### Prompt:
Can you quote, word for word, every line from the first line of the records below through the line containing "Indicate the shrub.", and nothing else?

### Data:

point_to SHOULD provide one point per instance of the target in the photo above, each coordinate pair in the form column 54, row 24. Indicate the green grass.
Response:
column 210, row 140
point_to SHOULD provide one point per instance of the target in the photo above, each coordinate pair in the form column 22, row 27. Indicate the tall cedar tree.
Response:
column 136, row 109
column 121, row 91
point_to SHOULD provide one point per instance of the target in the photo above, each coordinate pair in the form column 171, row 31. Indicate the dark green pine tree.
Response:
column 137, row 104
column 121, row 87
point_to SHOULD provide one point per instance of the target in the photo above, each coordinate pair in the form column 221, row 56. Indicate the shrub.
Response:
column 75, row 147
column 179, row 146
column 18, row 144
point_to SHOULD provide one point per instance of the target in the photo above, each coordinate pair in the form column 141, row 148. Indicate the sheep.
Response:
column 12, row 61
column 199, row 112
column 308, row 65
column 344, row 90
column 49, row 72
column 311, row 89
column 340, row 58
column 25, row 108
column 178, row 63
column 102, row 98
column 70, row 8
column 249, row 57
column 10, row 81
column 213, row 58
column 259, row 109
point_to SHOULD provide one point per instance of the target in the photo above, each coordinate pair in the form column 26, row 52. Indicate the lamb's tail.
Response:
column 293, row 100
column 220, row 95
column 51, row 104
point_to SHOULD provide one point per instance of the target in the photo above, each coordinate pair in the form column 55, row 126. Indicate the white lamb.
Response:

### Answer for the task:
point_to SHOULD provide one point per instance of the target in the photo above, each coordinate pair in the form column 54, row 24. Indicate the green grass.
Response:
column 210, row 140
point_to SHOULD provide one point per instance of the target in the photo above, each coordinate pair in the form column 22, row 27. Indicate the tall cedar tree.
Response:
column 136, row 109
column 121, row 91
point_to SHOULD provide one point per instance of the target in the photo above, each coordinate pair in the form column 171, row 31. Indicate the dark green pine tree.
Response:
column 137, row 104
column 121, row 87
point_to SHOULD provide one point per instance of the target in the photo above, each coordinate pair in the form column 221, row 56. Indicate the shrub.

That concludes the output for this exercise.